--- Begin EXTRACT ---

Now, we can use the same pattern as we do in a relational database to find Person from address, as shown in the following example:

> db.Person.find({"_id": db.Address.findOne({"address":"N29DD"}).person_id})

{

"_id" : ObjectId("590a530e3e37d79acac26a41"), "name" : "alex"

}

This pattern is well known and works well in the relational world.

Note

The command is performing two queries nested inside one another, the first one to retrieve the person_id _id value, which we use to query the Person collection by _id.

In MongoDB, we don’t have to follow this pattern, as there are more suitable ways to model this kind of relationship.

One way in which we would typically model one-to-one or one-to-many relationships in MongoDB would be through embedding. If the person has two addresses, then the same example would then be shown in the following way:

{ "_id" : ObjectId("590a55863e37d79acac26a43"), "name" : "alex", "address" : [ "N29DD", "SW1E5ND" ] }

Using an embedded array, we can access every address that this user has. Embedding querying is rich and flexible so that we can store more information in each document, as shown in the following example:

{ "_id" : ObjectId("590a56743e37d79acac26a44"),

"name" : "alex",

"address" : [ { "description" : "home", "postcode" : "N29DD" },

{ "description" : "work", "postcode" : "SW1E5ND" } ] }

The advantages of this approach are as follows:

No need for two queries across different collections
It can exploit atomic updates to make sure that updates in the document will be all-or-nothing from the perspective of other readers of this document
It can embed attributes in multiple nest levels, creating complex structures

The most notable disadvantage is that the maximum size of the document is 16 MB, so this approach cannot be used for an arbitrary, ever-growing number of attributes. Storing hundreds of elements in embedded arrays will also degrade performance.

--- End EXTRACT ---
--- Begin SUPPLIED ENTRIES ---

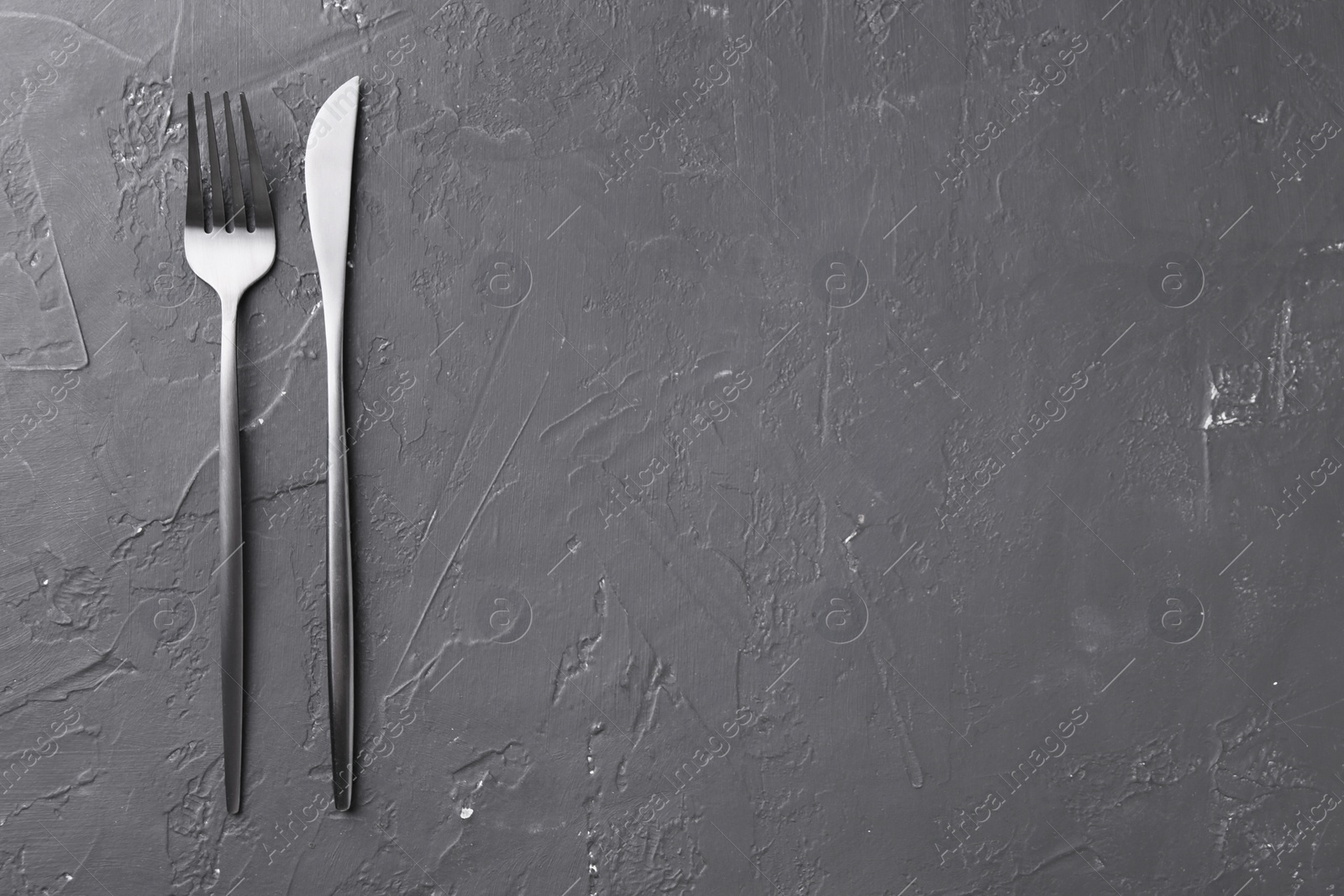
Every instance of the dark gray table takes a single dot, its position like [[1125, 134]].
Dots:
[[799, 448]]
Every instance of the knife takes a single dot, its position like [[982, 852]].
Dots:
[[328, 167]]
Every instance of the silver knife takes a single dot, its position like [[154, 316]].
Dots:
[[328, 167]]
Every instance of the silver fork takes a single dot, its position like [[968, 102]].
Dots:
[[230, 257]]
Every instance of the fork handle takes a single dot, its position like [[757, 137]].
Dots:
[[232, 562], [340, 622]]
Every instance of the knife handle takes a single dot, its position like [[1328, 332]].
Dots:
[[232, 560], [340, 611]]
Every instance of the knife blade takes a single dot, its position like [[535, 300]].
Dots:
[[327, 181]]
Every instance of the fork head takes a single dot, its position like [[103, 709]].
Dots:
[[234, 244]]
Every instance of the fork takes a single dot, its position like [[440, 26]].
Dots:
[[228, 257]]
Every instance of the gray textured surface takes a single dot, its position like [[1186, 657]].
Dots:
[[951, 558]]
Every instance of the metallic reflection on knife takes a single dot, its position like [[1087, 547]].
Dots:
[[328, 167]]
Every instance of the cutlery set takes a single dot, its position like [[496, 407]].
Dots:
[[230, 249]]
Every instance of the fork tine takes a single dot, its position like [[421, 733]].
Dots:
[[261, 201], [195, 206], [217, 188], [235, 172]]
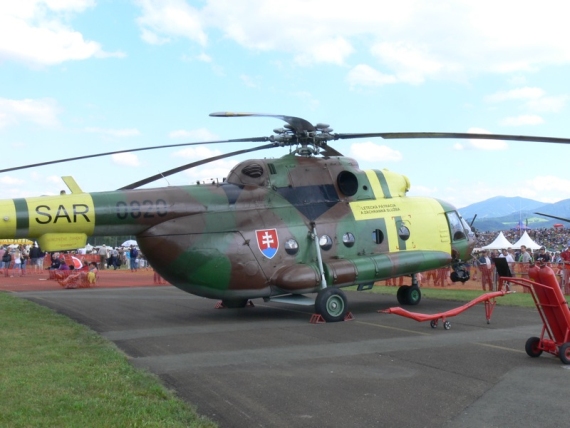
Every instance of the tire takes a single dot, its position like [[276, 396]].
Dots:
[[409, 295], [414, 295], [402, 295], [234, 303], [331, 304], [564, 353], [531, 347]]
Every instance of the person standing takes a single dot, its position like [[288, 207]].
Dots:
[[133, 252], [103, 257], [486, 270]]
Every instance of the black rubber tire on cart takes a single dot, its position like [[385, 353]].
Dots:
[[331, 304], [531, 347], [409, 295], [234, 303], [564, 353]]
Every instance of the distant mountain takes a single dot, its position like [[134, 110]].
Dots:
[[499, 206], [502, 213]]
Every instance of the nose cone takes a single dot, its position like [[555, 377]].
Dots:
[[8, 219], [464, 249]]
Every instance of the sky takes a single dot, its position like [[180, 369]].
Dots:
[[80, 77]]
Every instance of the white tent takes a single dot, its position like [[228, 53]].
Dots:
[[527, 242], [499, 243]]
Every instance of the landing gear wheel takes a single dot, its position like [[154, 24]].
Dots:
[[331, 304], [409, 295], [414, 295], [564, 353], [531, 347], [401, 295], [234, 303]]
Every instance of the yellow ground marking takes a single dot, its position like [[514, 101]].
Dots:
[[504, 348], [392, 328]]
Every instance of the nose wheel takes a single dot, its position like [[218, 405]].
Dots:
[[331, 304], [409, 295]]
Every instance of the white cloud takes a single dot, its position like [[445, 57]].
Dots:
[[199, 152], [476, 144], [42, 112], [128, 132], [412, 40], [364, 75], [10, 180], [162, 19], [370, 152], [550, 104], [526, 93], [522, 120], [36, 32], [126, 159]]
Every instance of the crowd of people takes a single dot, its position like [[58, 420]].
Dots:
[[19, 259], [553, 239]]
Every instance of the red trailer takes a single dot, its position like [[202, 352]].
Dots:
[[487, 298], [553, 310]]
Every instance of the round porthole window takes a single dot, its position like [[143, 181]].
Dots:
[[347, 183], [403, 233], [325, 242], [348, 239], [291, 246]]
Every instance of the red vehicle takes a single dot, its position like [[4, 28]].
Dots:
[[553, 310]]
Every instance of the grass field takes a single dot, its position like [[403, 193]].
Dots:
[[56, 373]]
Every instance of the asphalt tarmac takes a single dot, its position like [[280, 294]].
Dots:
[[267, 366]]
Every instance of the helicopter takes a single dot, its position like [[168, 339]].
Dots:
[[309, 222]]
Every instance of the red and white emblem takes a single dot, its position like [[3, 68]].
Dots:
[[267, 242]]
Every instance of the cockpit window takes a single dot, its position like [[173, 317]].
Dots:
[[456, 226]]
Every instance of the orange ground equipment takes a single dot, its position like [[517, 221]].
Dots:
[[553, 309], [487, 298]]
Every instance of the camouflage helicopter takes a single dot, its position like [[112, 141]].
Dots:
[[278, 229]]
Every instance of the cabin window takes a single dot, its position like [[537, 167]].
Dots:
[[455, 226], [348, 239], [347, 183], [403, 232], [378, 236], [325, 242], [291, 246]]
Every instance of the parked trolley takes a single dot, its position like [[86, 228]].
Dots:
[[553, 309]]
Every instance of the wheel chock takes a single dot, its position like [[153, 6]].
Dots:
[[317, 319], [220, 305]]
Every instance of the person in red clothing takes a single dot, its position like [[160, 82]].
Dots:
[[565, 256]]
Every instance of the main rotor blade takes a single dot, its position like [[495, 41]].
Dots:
[[462, 135], [553, 216], [235, 140], [192, 165], [296, 123]]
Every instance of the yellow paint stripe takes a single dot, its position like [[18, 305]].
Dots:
[[375, 184], [7, 219], [393, 328]]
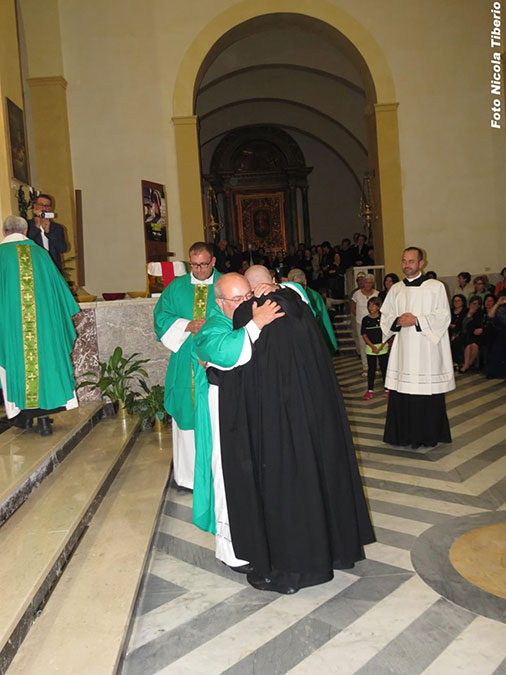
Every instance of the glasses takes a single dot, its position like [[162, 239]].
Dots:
[[200, 266], [240, 298]]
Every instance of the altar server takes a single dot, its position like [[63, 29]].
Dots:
[[420, 368], [178, 316], [36, 331], [294, 500]]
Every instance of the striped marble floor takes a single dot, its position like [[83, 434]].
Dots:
[[405, 610]]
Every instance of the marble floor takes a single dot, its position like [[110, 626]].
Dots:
[[430, 598]]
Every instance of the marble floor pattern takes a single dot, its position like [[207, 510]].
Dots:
[[391, 614]]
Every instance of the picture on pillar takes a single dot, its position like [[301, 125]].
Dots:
[[261, 220], [19, 154]]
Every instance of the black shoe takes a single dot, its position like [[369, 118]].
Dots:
[[268, 584], [21, 422], [242, 569], [182, 490], [44, 426]]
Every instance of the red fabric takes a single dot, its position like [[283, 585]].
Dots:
[[167, 273]]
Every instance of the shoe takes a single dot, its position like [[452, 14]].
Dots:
[[267, 584], [242, 569], [44, 426], [21, 423]]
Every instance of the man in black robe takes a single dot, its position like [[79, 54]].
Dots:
[[296, 506]]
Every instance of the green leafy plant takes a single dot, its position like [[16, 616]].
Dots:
[[151, 406], [115, 377]]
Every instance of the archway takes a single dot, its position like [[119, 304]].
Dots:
[[348, 35]]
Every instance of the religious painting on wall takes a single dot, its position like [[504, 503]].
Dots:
[[19, 153], [261, 220], [155, 221]]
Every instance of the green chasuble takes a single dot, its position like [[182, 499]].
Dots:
[[322, 318], [183, 300], [36, 329], [216, 343]]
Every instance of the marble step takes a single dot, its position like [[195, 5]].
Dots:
[[39, 538], [26, 458], [84, 625]]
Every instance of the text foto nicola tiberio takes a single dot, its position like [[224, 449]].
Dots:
[[495, 82]]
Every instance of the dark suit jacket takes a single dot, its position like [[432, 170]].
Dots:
[[56, 237]]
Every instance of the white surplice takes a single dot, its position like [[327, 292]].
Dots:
[[420, 360]]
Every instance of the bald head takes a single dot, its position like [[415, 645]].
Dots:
[[297, 275], [258, 274], [230, 291]]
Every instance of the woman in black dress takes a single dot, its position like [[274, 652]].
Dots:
[[457, 334], [473, 329]]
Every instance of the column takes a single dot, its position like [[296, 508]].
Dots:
[[188, 165], [305, 216], [391, 226]]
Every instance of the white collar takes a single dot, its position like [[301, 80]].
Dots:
[[207, 281], [15, 236]]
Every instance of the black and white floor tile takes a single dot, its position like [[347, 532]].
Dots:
[[405, 610]]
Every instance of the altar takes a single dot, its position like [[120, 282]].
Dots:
[[102, 325]]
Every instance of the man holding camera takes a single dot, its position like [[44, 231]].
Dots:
[[45, 232]]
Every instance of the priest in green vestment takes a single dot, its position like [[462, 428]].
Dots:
[[219, 346], [36, 331], [319, 310], [178, 316]]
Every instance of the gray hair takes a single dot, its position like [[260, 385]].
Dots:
[[296, 275], [15, 224]]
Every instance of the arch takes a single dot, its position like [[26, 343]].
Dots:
[[372, 59], [362, 49]]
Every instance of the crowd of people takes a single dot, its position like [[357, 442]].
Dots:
[[260, 431], [324, 265], [477, 329]]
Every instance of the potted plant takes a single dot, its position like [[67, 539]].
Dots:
[[114, 378], [151, 407]]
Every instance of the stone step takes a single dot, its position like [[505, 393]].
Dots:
[[83, 627], [39, 538], [26, 458]]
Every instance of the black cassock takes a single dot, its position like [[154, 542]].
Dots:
[[296, 504]]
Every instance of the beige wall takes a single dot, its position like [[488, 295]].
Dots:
[[122, 59]]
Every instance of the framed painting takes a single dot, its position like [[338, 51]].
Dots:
[[17, 137], [261, 220], [154, 209]]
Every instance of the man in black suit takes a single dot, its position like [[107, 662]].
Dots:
[[45, 232]]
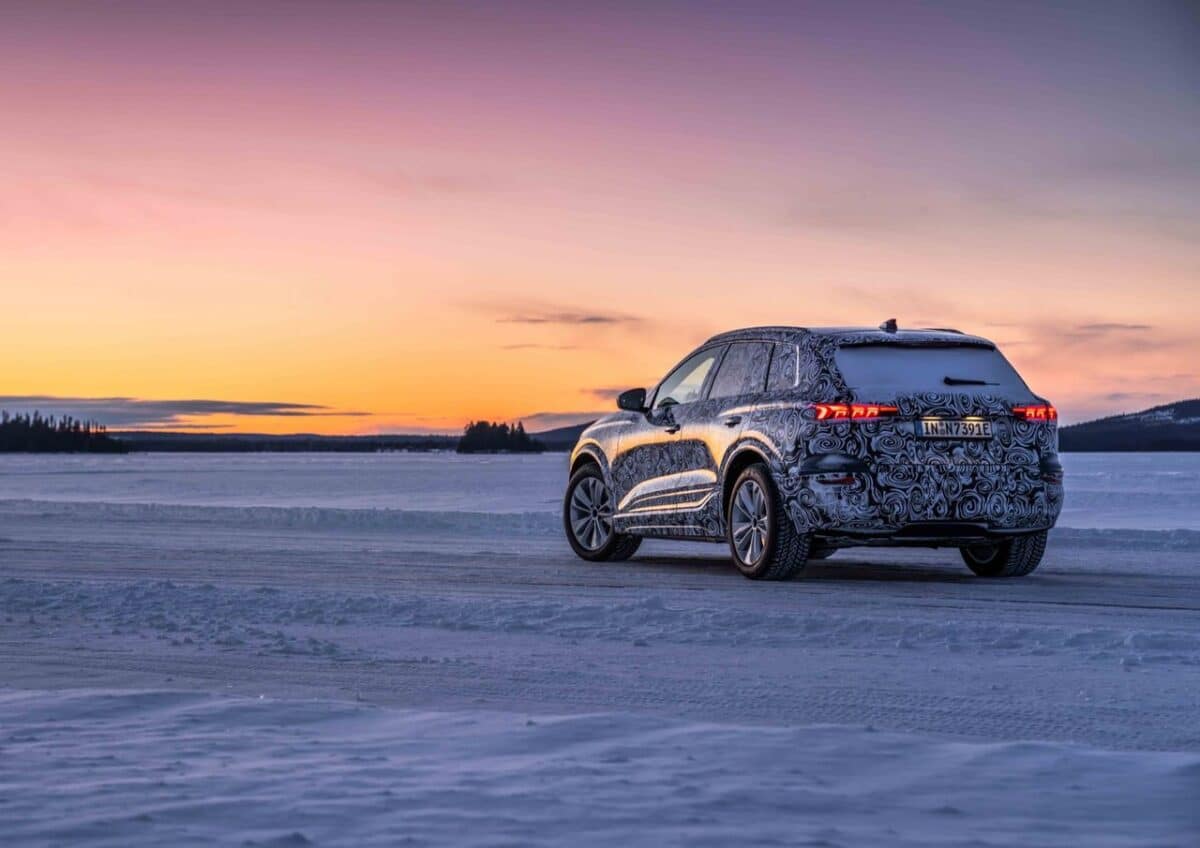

--- End SUPPLIED ENTRIES ---

WHAT TO WORK ON:
1/ According to the MongoDB excerpt, what is the maximum size of a document?
2/ Continue the MongoDB excerpt, picking up after its final sentence.

ANSWERS TO THE PROBLEMS:
1/ 16 MB.

2/
One-to-many and many-to-many

When the number of elements on the many side of the relationship can grow unbounded, it’s better to use references. References can come in two forms:

From the one side of the relationship, store an array of many-sided elements, as shown in the following example:
> db.Person.findOne()
{ "_id" : ObjectId("590a530e3e37d79acac26a41"), "name" : "alex", addresses:
[ ObjectID('590a56743e37d79acac26a44'),
ObjectID('590a56743e37d79acac26a46'),
ObjectID('590a56743e37d79acac26a54') ] }
This way, we can get the array of the addresses elements from the one side and then query with in to get all the documents from the many side, as shown in the following example:
> person = db.Person.findOne({"name":"mary"})
> addresses = db.Addresses.find({_id: {$in: person.addresses} })

Turning this one-to-many into many-to-many is as easy as storing this array at both ends of the relationship (that is, in the Person and Address collections).

From the many side of the relationship, store a reference to the one side, as shown in the following example:
> db.Address.find()
{ "_id" : ObjectId("590a55863e37d79acac26a44"), "person":  ObjectId("590a530e3e37d79acac26a41"), "address" : [ "N29DD" ] }
{ "_id" : ObjectId("590a55863e37d79acac26a46"), "person":  ObjectId("590a530e3e37d79acac26a41"), "address" : [ "SW1E5ND" ] }
{ "_id" : ObjectId("590a55863e37d79acac26a54"), "person":  ObjectId("590a530e3e37d79acac26a41"), "address" : [ "N225QG" ] }
> person = db.Person.findOne({"name":"alex"})
> addresses = db.Addresses.find({"person": person._id})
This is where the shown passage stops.